# 1991 Bass Tracker Pro 17 elec wiring



## NASA1 (Aug 22, 2020)

Hello everyone, 

I have a bit of an issue. I have inherited a 1991 Bass Tracker Pro 17 with the 40 hp Tracker Mercury Marine in really good overall mechanical shape but it has some electrical issues just on the boat itself. I was wondering if anyone has access to a wiring diagram or owners manual? Don't let my forum name fool you, I am a retired federal officer/special agent and not a rocket scientist, so any help would be great. Thanks in advance.


----------



## MrGiggles (Aug 22, 2020)

I doubt you would ever find a wiring diagram.

There really was not much to it on my 84. I'd say yours is pretty similar. There was a small harness that ran from the bilge to the console, with wires for the bilge, aerator, and nav lights, and two larger power/ground feed wires that went right to the battery. They terminated at an old glass fuse panel and a ground buss bar in the console.

If the wiring harness is mostly intact, check the wire colors at the bilge and fresh water pump, they should be the same color at the console. Same with the lighting.

The outboard harness ran along side it, but was in a separate loom and pretty much separate altogether.

☆ ☆ ☆

--- PROBLEMS TO SOLVE ---
**A)** Please repeat the Bass Tracker wiring thread word for word, starting with "## NASA1 (Aug" and going on through "a wiring diagram.".
**B)** In the Bass Tracker wiring thread, where did the two larger power/ground feed wires run?
**C)** Take the Bass Tracker wiring thread further, picking up after its final sentence.
The lines after this note come from a separate source.

--- INFORMATION SUPPLIED ---
☆ ☆ ☆

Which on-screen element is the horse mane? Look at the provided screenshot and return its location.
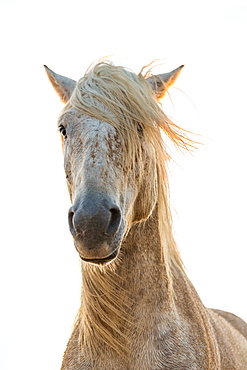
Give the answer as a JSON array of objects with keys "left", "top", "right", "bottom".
[{"left": 64, "top": 62, "right": 197, "bottom": 358}]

☆ ☆ ☆

--- OUTPUTS IN ORDER ---
**A)**
## NASA1 (Aug 22, 2020)

Hello everyone, 

I have a bit of an issue. I have inherited a 1991 Bass Tracker Pro 17 with the 40 hp Tracker Mercury Marine in really good overall mechanical shape but it has some electrical issues just on the boat itself. I was wondering if anyone has access to a wiring diagram or owners manual? Don't let my forum name fool you, I am a retired federal officer/special agent and not a rocket scientist, so any help would be great. Thanks in advance.


----------



## MrGiggles (Aug 22, 2020)

I doubt you would ever find a wiring diagram.

**B)** They went right to the battery.

**C)**
There were also wires that ran to the bow, two heavier wires for the trolling motor plug, and a 3 conductor harness for the tilt/trim switch.

If in doubt, you can always get a multimeter and run continuity tests to figure out which wire goes where.


----------



## NASA1 (Aug 22, 2020)

Thanks for the reply, yeah I am finding out that it is pretty simple the more I look into the thing. It's a little tight in spots but I am just gonna pull up the deck some to check it all out. 

Just finding too many wires cut and hanging right now and the main power or ground is out for the trolling motor. But that one seems very simple. The tilt/trim on the bow works for the up but not for the down. 

The house battery was gone and the wires doubled up on the motor battery also which could help kill it all pretty quick when trolling, but with a little time and beer I can get it back to working great. 

Overall the boat is in great shape for the age, just had an owner who knew less than me when it comes to electrical stuff. Can't be too hard but was just hoping for a short cut.


----------



## MrGiggles (Aug 22, 2020)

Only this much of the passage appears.